▶ **Questions on the material**:
1. In the Years Ago column, who became San Francisco's first female mayor?
2. Condense the paragraph of the Years Ago column that begins "1984: A five-day hijack drama begins" into one shorter sentence that keeps its main facts.
3. Pick up the Years Ago column after its last entry and continue it.

▶ **Text block**:
━━━━━━━━━━━━━━━━

YEARS AGO


Today is Thursday, Dec. 4, the 338th day of 2014. There are 27 days left in the year.

ASSOCIATED PRESS

On this date in:

1619: A group of settlers from Bristol, England, arrives at Berkeley Hundred in present-day Charles City County, Va, where they have a service thanking God for their safe arrival.

1783: Gen. George Washington bids farewell to his Continental Army officers at Fraunces Tavern in New York.

1918: President Woodrow Wilson leaves Washington on a trip to France to attend the Versailles Peace Conference.

1965: The United States launches Gemini 7 with Air Force Lt. Col. Frank Borman and Navy Cmdr. James A. Lovell aboard.

1978: San Francisco gets its first female mayor as City Supervisor Dianne Feinstein is named to replace the assassinated George Moscone.

1980: The bodies of four American churchwomen slain in El Salvador two days earlier are unearthed. (Five Salvadoran national guardsmen were later convicted of murdering nuns Ita Ford, Maura Clarke and Dorothy Kazel, and lay worker Jean Donovan.)

1984: A five-day hijack drama begins as four armed men seize a Kuwaiti airliner en route to Pakistan and force it to land in Tehran, where the hijackers kill American passenger Charles Hegna. (A second American, William Stanford, also is killed during the siege before Iranian security seized control of the plane.)

VINDICATOR FILES

1989: Trumbull County Common Pleas Judge Wyatt McKay sentences a 60-year-old Niles ex-foster parent to eight to 25 years in prison for raping and molesting young girls left in his care.

Two buildings at North Main Street and West Park Avenue in Niles are razed to make way for landscaping the area around the McKinley National Memorial library and museum.

Packard Electric, a division of General Motors with headquarters in Warren, announces that it will build a new plant in Brazil that will employ 600.

1974: With the Lykes-Youngstown Corp.’s fourth-quarter earnings continuing at high levels, the corporation will pay a regular dividend of 25 cents on common stock.

━━━━━━━━━━━━━━━━

▶ **Listed entries**:

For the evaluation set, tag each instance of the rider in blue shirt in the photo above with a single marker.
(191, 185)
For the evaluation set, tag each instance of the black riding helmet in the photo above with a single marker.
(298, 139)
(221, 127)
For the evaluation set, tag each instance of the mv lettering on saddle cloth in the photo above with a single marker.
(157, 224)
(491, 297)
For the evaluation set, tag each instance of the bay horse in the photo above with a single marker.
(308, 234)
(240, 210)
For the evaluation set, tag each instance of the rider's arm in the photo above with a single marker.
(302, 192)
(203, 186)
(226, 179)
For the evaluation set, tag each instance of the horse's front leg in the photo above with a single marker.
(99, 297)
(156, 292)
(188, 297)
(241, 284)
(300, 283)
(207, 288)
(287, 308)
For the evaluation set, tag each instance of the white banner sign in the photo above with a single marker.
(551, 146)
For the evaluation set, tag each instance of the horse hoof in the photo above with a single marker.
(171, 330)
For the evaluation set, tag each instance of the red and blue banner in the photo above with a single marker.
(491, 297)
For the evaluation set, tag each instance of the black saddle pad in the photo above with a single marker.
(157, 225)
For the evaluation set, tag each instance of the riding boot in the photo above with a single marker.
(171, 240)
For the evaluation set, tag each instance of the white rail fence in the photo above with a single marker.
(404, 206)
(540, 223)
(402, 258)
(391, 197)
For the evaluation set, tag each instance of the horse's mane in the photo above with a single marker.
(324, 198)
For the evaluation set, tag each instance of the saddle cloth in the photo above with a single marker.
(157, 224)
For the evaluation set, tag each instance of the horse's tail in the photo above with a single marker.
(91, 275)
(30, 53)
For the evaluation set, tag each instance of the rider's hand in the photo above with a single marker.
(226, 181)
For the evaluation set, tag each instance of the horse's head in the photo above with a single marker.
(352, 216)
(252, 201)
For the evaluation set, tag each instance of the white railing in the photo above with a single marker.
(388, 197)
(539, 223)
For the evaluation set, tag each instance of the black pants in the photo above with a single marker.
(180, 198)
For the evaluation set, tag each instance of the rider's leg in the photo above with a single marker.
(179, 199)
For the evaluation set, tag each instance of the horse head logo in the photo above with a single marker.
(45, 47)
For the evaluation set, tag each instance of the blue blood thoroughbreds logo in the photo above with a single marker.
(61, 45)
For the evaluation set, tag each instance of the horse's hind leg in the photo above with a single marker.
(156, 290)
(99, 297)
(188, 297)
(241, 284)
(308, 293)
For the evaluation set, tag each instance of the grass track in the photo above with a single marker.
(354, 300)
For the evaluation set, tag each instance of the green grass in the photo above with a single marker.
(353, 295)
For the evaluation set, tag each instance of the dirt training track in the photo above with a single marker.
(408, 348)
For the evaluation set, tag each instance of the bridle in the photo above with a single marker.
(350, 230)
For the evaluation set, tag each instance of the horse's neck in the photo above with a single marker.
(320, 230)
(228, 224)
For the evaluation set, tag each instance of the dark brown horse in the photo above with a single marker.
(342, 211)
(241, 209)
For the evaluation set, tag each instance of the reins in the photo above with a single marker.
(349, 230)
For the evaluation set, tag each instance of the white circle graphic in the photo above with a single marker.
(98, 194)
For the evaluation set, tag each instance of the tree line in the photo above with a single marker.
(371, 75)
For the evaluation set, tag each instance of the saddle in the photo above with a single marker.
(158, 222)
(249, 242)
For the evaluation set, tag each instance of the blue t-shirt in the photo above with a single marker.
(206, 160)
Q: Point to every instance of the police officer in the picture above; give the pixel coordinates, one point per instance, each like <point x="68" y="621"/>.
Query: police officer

━━━━━━━━━━━━━━━━

▶ **Expected responses**:
1. City Supervisor Dianne Feinstein became San Francisco's first female mayor.

2. 1984: Four armed men seize a Kuwaiti airliner bound for Pakistan and force it to land in Tehran, starting a five-day hijacking in which American passengers Charles Hegna and William Stanford are killed before Iranian security takes control of the plane.

3.
Ohio Democrats elect state Rep. Vernal G. Riffe Jr. House speaker. Rep. Thomas J. Carney, D-Youngstown, is elected majority whip.

Ohio hunters bag 1,989 deer on the first day of the season, the Ohio Division of Wildlife reports.

1964: A proposed Ohio Senate bill, supported mostly by Republicans, would remove the townships of Poland, Canfield and Boardman, and the villages of Canfield, Poland, Sebring and Washingtonville, from the 19th District and put them into the predominantly agricultural 16th district.

The Boys’ Choir of St. Patrick Church in Youngstown sings Christmas carols on Central Square at the annual lighting of the community Christmas tree.

1939: The Youngstown College Penguins end their season with a 3-0 win over Davis & Elkins on a late-game field goal by Archie Shoup.

Bertram Parker, president of the Youngstown Chamber of Commerce, declares a municipal stadium for which the management of the Youngstown Browns baseball team is willing to assume all local cost is “an absolute necessity for the city’s community welfare.”

Pete Penguin, mascot of Youngstown College, is in his permanent quarters in Crandall Park, where he has taken to “submarining” the swans at the lake, swimming underneath them and then surfacing to send them head over heels.